**Data for processing:**
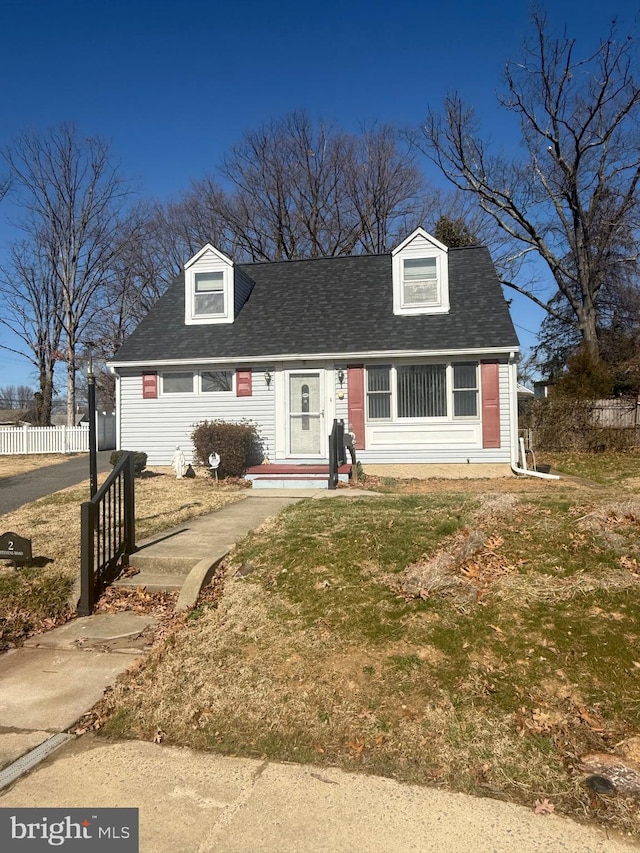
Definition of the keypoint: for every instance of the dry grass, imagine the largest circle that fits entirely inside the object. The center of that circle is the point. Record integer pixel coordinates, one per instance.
(10, 466)
(33, 599)
(496, 681)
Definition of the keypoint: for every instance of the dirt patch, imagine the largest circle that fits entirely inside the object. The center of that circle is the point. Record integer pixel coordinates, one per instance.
(504, 485)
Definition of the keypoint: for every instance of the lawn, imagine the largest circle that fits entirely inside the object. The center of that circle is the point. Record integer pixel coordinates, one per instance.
(482, 641)
(35, 598)
(609, 469)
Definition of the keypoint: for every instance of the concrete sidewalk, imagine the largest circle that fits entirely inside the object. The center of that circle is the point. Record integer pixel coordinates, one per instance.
(191, 801)
(194, 802)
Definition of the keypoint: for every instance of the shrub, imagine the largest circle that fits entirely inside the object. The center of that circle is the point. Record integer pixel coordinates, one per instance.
(237, 444)
(565, 424)
(139, 460)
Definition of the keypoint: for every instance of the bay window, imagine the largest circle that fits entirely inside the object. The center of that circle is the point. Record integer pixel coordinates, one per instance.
(421, 391)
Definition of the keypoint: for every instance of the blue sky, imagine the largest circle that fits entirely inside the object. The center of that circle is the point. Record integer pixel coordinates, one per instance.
(173, 85)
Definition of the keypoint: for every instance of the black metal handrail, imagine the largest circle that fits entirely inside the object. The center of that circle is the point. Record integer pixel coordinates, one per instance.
(336, 452)
(108, 534)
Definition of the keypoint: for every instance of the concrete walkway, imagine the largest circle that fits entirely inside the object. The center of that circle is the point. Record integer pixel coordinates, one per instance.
(191, 801)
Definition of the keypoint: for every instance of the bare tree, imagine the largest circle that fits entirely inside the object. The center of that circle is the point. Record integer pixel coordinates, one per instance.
(573, 197)
(32, 310)
(72, 198)
(305, 190)
(7, 397)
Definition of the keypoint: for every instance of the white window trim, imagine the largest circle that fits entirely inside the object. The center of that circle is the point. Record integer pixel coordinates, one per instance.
(208, 259)
(393, 384)
(163, 393)
(432, 249)
(203, 393)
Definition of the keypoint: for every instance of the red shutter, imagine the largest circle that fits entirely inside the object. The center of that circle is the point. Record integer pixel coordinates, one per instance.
(149, 386)
(490, 404)
(355, 403)
(244, 387)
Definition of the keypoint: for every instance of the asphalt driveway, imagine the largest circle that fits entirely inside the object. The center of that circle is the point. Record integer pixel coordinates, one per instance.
(27, 487)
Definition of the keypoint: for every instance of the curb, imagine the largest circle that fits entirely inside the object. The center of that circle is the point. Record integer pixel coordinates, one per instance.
(195, 580)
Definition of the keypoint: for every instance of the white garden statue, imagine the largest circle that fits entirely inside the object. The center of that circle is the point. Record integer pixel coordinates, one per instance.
(178, 463)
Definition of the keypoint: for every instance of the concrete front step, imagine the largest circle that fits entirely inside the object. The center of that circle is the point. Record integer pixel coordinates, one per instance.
(302, 476)
(153, 582)
(172, 564)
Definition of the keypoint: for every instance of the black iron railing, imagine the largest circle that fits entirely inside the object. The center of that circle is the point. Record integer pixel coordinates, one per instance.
(336, 452)
(107, 533)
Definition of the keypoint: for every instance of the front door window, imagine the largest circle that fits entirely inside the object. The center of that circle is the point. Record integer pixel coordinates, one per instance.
(306, 415)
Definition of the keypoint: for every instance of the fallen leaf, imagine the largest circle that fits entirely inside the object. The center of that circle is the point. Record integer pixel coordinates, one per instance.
(544, 807)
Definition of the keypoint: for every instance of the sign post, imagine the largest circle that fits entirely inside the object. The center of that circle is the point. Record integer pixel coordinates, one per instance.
(14, 547)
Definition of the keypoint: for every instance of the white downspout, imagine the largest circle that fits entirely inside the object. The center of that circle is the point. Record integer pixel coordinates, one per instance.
(513, 380)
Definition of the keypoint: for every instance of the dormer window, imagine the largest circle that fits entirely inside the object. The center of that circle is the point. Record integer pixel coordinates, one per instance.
(209, 281)
(208, 298)
(420, 281)
(420, 275)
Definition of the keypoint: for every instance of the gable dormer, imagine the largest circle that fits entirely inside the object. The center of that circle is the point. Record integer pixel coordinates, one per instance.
(209, 288)
(420, 275)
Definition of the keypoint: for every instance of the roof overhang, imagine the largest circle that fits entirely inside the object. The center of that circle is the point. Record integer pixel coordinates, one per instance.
(323, 356)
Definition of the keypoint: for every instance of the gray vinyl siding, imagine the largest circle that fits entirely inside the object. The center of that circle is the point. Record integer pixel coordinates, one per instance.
(158, 426)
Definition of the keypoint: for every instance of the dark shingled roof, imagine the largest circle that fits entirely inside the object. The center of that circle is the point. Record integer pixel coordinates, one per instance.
(331, 305)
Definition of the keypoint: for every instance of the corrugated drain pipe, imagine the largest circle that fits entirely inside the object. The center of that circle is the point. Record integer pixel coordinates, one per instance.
(524, 470)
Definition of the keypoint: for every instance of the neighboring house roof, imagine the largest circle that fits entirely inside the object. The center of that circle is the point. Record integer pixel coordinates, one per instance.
(330, 306)
(524, 392)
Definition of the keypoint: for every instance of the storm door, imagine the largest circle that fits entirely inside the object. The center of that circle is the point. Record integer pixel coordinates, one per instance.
(306, 414)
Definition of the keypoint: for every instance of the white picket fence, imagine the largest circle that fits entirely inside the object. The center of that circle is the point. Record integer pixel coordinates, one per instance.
(29, 439)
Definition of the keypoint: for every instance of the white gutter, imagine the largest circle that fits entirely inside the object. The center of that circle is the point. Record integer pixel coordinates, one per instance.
(524, 470)
(302, 356)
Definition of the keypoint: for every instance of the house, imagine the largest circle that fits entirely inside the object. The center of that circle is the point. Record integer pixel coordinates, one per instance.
(415, 350)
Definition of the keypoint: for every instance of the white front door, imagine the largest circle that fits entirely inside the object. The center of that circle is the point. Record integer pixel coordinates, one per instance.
(306, 423)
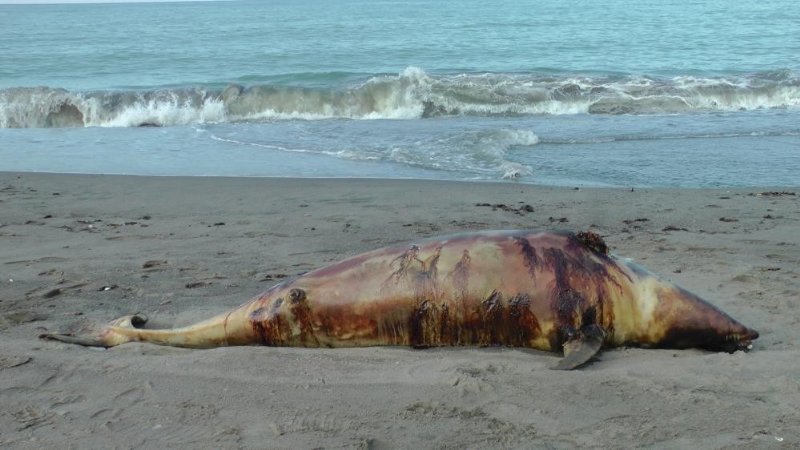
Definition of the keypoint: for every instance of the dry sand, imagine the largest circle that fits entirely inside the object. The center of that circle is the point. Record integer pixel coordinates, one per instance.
(77, 251)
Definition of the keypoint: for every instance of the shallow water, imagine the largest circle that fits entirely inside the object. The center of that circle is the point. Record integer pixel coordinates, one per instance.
(651, 94)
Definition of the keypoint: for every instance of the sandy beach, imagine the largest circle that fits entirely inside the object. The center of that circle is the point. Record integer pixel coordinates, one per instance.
(77, 251)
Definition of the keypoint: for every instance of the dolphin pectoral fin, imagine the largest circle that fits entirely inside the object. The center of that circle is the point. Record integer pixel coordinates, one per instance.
(582, 348)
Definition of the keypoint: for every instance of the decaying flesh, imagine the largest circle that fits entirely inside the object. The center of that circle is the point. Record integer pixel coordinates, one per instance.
(547, 291)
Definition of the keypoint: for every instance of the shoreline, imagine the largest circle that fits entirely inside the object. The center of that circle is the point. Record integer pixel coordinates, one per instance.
(84, 249)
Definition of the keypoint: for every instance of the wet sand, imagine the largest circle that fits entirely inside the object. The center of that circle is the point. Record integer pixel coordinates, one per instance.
(77, 251)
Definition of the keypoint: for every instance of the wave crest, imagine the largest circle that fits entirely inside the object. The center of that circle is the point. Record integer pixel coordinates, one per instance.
(410, 94)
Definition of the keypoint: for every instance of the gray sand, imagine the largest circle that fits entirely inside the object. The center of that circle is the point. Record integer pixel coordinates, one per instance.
(77, 251)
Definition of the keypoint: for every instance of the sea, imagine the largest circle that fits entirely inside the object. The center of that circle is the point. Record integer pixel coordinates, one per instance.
(646, 93)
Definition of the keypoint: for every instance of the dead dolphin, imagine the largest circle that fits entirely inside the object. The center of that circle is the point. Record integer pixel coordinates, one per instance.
(547, 291)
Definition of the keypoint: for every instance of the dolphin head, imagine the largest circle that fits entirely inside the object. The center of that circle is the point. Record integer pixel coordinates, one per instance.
(692, 322)
(665, 315)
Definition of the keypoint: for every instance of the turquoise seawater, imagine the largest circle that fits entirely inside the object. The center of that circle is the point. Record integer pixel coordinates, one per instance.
(647, 93)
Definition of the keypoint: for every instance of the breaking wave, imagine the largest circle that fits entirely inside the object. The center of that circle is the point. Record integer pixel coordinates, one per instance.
(412, 94)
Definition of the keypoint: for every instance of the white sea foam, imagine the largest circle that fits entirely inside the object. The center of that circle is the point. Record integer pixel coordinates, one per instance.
(411, 94)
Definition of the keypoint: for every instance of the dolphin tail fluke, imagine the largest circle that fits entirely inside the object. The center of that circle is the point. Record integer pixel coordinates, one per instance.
(218, 331)
(112, 335)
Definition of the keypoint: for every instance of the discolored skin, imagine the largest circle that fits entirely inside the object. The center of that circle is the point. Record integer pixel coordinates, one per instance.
(547, 291)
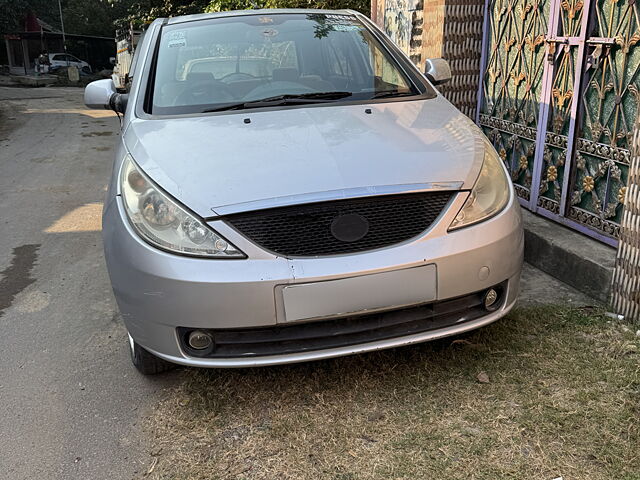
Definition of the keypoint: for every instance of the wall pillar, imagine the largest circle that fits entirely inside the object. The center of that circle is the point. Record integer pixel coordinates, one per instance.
(625, 289)
(450, 29)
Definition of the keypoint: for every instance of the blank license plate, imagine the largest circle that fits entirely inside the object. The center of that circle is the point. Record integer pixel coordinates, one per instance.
(398, 288)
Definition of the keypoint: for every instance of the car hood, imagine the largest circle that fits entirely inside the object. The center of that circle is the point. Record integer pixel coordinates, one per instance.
(236, 161)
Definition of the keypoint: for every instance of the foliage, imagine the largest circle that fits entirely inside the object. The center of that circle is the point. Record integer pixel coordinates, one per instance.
(363, 6)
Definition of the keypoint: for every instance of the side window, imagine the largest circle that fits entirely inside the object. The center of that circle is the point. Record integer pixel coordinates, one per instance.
(134, 60)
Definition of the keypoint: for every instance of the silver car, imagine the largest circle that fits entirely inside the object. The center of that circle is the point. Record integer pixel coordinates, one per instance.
(288, 186)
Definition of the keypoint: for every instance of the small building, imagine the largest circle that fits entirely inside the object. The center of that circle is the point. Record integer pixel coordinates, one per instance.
(22, 48)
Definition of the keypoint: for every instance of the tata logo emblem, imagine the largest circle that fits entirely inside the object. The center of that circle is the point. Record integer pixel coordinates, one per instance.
(349, 227)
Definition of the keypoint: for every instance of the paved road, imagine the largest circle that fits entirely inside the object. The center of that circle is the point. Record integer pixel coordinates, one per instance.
(70, 402)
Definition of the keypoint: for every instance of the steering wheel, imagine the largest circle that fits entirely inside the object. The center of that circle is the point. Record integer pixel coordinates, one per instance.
(202, 92)
(242, 76)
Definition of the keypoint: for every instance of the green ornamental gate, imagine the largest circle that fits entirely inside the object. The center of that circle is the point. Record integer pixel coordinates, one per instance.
(559, 94)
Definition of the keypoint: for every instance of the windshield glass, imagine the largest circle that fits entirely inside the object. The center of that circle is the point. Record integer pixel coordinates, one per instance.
(224, 62)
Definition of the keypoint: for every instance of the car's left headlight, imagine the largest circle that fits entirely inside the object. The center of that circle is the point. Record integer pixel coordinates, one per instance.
(489, 195)
(163, 223)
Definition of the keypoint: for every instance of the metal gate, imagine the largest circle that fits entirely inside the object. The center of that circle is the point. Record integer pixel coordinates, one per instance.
(558, 100)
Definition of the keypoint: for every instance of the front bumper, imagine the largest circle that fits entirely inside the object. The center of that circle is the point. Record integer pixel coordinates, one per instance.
(158, 292)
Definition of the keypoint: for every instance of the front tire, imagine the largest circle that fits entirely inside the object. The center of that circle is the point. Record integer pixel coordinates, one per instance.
(146, 362)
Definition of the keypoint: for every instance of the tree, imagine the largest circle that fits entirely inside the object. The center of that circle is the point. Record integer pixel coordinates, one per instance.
(14, 12)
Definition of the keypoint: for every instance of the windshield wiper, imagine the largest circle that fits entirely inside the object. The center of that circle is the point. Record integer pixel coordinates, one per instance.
(391, 93)
(287, 99)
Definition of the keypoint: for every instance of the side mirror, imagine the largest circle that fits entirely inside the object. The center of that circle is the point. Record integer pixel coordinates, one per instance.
(102, 94)
(437, 70)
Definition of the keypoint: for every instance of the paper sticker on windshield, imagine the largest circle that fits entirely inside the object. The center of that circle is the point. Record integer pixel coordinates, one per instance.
(269, 32)
(177, 39)
(345, 28)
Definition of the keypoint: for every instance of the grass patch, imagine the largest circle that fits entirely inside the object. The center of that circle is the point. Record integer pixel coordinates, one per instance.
(563, 399)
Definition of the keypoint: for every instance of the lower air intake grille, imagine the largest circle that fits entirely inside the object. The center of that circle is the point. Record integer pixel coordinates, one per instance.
(341, 226)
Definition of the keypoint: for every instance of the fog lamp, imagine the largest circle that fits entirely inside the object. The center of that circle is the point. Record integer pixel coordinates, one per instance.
(490, 299)
(199, 340)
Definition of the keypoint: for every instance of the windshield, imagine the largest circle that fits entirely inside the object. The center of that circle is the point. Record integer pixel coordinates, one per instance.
(224, 63)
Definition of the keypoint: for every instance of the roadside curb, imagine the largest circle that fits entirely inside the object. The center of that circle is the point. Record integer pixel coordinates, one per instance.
(577, 260)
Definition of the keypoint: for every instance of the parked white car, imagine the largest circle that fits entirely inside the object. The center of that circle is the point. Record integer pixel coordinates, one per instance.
(59, 60)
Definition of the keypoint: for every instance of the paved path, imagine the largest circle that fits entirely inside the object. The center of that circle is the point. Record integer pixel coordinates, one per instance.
(70, 402)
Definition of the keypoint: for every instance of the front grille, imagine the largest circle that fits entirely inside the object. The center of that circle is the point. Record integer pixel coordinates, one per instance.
(323, 334)
(310, 230)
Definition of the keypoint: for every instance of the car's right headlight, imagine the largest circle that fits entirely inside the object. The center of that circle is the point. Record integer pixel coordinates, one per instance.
(489, 195)
(162, 222)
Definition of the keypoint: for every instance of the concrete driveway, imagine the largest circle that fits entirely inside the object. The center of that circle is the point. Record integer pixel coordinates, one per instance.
(70, 401)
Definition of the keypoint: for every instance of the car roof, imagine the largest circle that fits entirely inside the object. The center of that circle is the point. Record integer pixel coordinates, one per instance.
(265, 11)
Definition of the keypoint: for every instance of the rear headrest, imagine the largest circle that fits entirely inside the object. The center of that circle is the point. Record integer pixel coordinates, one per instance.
(200, 77)
(285, 74)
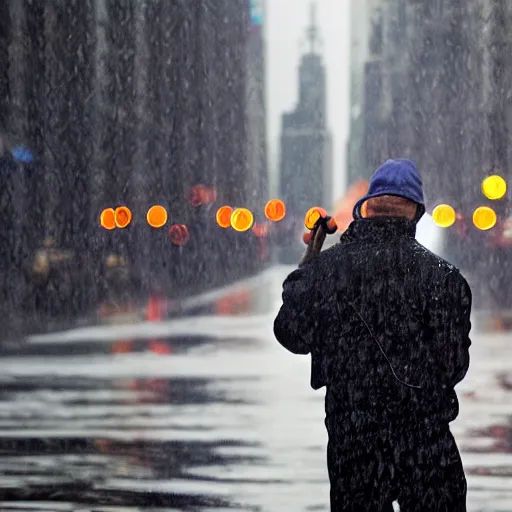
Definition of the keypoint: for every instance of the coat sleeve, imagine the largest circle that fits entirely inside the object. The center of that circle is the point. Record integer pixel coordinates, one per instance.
(451, 325)
(297, 324)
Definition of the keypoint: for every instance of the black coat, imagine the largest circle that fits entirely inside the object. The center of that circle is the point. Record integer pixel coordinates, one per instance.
(387, 325)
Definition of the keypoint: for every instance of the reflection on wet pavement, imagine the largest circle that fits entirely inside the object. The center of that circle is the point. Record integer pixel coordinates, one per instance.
(223, 419)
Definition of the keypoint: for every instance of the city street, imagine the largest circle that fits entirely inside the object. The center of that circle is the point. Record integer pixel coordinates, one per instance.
(205, 413)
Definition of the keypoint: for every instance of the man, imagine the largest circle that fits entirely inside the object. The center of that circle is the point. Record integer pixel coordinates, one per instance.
(387, 325)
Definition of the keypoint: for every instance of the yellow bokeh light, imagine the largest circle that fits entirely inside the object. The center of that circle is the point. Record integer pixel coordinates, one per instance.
(242, 219)
(444, 215)
(484, 218)
(494, 187)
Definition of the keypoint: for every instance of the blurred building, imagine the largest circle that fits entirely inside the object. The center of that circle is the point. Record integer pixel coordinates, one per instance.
(135, 103)
(257, 182)
(306, 147)
(365, 28)
(430, 82)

**Written exercise:**
Look above for the line containing "the man, imagine", then transcribe it and all lines after it through the last, exactly and with nothing else.

**Result:**
Definition of the keypoint: for every instance of the man, imagine the largest circle that fits entirely inside the object. The center of that circle is the point. Record integer pixel coordinates, one per instance.
(387, 325)
Definition of the keypoint: for every instance of the yellow bokeh light, imagine the largest circle that fits entirely inside the object. The center of that circle is the point. Record integer pixel coordinates, one per instance.
(242, 219)
(444, 215)
(484, 218)
(494, 187)
Definition of the keypoint: for every instance of the blurred building, imagine the largest circle that fits entirely inside the object. The center of that circle is the point. Record integer pixel coordinates, one per instance.
(135, 103)
(257, 182)
(306, 147)
(365, 28)
(430, 82)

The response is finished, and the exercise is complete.